* _WORK ITEM 1_: In the interview about 2021 health care legislation, translate this sentence into Spanish: "His team of seven monitors the legislative and regulatory landscape for Prime Therapeutics and our clients, both at a federal and state level."
* _WORK ITEM 2_: Reproduce the stretch of the interview about 2021 health care legislation from "Prime’s government affairs team works" through "make informed decisions.".

* _DOCUMENT SEGMENT_:
* * * * *

New year, new government leaders: What will health care legislation look like in 2021

A conversation with David Root, vice president, Prime Therapeutics government affairs

February 18, 2021
DavidRootWith nearly three decades of experience working in politics at the state and federal level and a keen understanding of the legislative process, David Root leads Prime’s government affairs team.

His team of seven monitors the legislative and regulatory landscape for Prime Therapeutics and our clients, both at a federal and state level.

We sat down with David Root to understand what challenges and opportunities face the health care industry in the coming year and learn how his team helps educate lawmakers.

How does Prime interact with federal regulators/legislators and how does Prime stay abreast of legislation and regulation across all 50 states?

Prime’s government affairs team works to develop relationships with all the legislators representing Prime states. We meet with them and their staff to understand their positions and discuss various issues with them. We provide feedback on their legislative ideas and offer them context and background with the hopes that they can then make informed decisions.

My team focuses on our footprint states, where our clients do business. We also connect with the government affairs teams at each our clients so we can collaborate on important issues. We stay abreast of issues that surface in other states by participating in Pharmaceutical Care Management Association (PCMA).

* * * * *

* _DATA PROVIDED_:

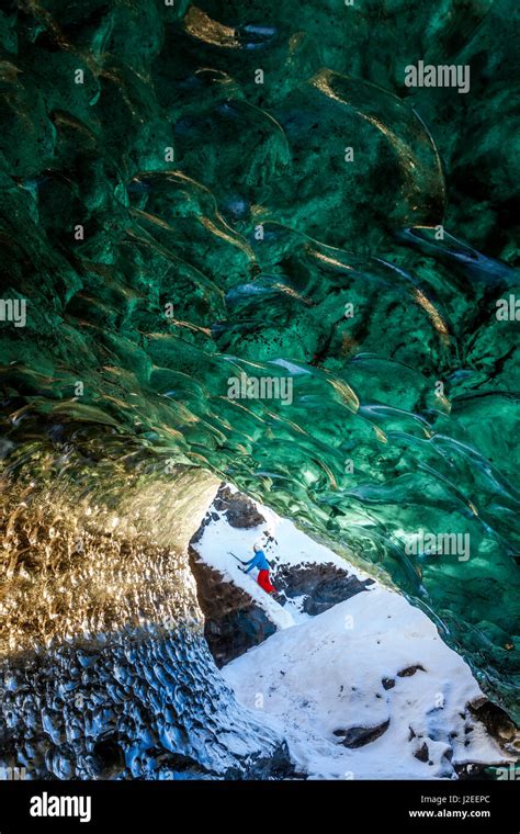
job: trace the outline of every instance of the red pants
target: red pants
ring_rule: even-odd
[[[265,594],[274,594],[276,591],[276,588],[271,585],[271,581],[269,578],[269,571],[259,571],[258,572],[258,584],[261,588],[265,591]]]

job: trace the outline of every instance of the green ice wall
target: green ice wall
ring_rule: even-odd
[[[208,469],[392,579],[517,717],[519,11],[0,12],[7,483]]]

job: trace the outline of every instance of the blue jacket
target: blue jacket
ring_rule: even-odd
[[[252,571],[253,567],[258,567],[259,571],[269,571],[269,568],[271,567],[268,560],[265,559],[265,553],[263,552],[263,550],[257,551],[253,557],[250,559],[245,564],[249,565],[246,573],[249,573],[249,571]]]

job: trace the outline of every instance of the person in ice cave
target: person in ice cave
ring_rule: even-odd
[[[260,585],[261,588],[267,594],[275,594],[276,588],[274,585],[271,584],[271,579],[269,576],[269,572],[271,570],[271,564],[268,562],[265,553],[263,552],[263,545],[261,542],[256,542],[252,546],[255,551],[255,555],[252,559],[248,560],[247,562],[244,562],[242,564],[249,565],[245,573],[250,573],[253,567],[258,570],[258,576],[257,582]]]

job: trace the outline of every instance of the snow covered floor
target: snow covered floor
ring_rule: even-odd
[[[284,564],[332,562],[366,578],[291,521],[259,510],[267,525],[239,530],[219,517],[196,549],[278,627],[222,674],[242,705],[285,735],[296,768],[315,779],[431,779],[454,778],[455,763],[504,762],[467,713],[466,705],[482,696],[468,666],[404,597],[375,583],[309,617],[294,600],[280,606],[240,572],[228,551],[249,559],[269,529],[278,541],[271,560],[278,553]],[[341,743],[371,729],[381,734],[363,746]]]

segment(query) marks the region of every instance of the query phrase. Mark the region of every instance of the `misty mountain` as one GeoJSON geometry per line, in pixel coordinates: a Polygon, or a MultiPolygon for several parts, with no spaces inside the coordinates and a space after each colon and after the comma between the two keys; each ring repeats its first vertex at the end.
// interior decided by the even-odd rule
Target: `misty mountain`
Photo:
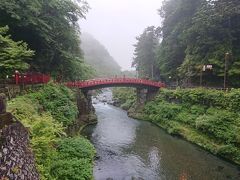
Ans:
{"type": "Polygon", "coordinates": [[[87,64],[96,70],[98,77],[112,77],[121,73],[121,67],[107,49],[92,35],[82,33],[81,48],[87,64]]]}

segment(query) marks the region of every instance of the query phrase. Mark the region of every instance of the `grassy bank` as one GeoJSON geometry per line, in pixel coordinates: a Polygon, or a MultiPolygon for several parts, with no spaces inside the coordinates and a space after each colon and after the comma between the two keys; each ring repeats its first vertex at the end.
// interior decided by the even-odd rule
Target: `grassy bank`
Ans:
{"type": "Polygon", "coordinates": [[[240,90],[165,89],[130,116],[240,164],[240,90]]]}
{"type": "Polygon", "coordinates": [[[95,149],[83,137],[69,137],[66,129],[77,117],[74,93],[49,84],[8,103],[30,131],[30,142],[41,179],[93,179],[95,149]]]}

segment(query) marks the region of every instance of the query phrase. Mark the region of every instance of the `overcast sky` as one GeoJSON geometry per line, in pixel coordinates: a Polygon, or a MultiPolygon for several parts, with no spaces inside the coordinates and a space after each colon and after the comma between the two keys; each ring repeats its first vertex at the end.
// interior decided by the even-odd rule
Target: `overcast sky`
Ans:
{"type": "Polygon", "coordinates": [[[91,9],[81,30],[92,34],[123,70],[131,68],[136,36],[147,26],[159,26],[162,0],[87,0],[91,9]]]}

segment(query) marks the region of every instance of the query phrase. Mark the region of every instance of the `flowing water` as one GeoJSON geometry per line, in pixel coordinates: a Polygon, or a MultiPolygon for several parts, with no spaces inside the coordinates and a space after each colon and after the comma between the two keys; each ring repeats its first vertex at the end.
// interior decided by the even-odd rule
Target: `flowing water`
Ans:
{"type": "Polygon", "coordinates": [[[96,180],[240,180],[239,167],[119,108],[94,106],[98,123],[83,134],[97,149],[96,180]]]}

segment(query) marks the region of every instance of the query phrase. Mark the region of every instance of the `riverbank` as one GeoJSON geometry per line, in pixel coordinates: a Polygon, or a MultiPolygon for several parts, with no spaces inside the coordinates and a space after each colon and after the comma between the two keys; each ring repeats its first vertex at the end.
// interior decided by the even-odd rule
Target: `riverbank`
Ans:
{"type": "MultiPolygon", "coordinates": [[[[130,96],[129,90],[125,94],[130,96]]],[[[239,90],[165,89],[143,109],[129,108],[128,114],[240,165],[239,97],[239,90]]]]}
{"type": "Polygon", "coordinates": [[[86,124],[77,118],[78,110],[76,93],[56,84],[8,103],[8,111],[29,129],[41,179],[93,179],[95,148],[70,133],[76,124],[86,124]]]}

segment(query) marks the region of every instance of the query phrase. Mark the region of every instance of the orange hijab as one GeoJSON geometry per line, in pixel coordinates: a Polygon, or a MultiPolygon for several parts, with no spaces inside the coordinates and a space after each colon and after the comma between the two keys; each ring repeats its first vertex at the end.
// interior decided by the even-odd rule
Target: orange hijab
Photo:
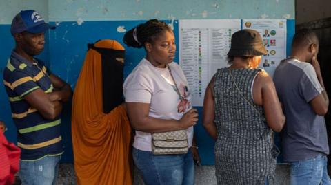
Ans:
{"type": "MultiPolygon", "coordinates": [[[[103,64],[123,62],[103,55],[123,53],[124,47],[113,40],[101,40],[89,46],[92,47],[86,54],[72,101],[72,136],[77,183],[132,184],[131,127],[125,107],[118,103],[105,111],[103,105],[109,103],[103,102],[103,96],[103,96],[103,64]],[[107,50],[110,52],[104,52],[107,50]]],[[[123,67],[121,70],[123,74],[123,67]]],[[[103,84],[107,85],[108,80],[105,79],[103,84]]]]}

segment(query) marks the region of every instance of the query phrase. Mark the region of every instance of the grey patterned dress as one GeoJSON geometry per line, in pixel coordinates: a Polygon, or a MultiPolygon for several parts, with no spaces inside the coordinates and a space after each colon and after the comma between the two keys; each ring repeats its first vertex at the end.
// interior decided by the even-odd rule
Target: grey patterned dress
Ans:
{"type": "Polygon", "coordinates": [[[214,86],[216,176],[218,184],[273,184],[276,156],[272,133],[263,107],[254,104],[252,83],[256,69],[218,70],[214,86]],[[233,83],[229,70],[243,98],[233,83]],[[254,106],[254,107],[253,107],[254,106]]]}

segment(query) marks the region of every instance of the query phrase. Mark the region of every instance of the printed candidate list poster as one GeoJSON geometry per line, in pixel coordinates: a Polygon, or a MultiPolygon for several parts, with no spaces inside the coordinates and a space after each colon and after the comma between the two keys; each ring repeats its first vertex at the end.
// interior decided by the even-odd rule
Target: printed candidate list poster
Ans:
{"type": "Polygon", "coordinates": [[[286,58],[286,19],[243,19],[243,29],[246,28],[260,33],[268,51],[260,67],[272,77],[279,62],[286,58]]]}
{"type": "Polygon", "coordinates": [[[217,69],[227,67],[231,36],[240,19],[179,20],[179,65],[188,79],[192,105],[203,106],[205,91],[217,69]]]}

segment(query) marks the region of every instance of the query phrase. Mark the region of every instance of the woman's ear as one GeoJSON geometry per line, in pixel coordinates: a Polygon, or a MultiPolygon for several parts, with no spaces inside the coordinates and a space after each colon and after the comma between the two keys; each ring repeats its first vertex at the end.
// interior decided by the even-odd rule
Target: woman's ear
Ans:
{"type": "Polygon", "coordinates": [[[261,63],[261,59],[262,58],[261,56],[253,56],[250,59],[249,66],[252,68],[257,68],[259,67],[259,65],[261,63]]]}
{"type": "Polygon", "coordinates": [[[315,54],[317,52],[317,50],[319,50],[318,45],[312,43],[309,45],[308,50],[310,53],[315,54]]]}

* * * * *

* _EXERCISE RESPONSE 1_: Su equipo de siete personas supervisa el panorama legislativo y regulatorio para Prime Therapeutics y nuestros clientes, tanto a nivel federal como estatal.

* _EXERCISE RESPONSE 2_:
Prime’s government affairs team works to develop relationships with all the legislators representing Prime states. We meet with them and their staff to understand their positions and discuss various issues with them. We provide feedback on their legislative ideas and offer them context and background with the hopes that they can then make informed decisions.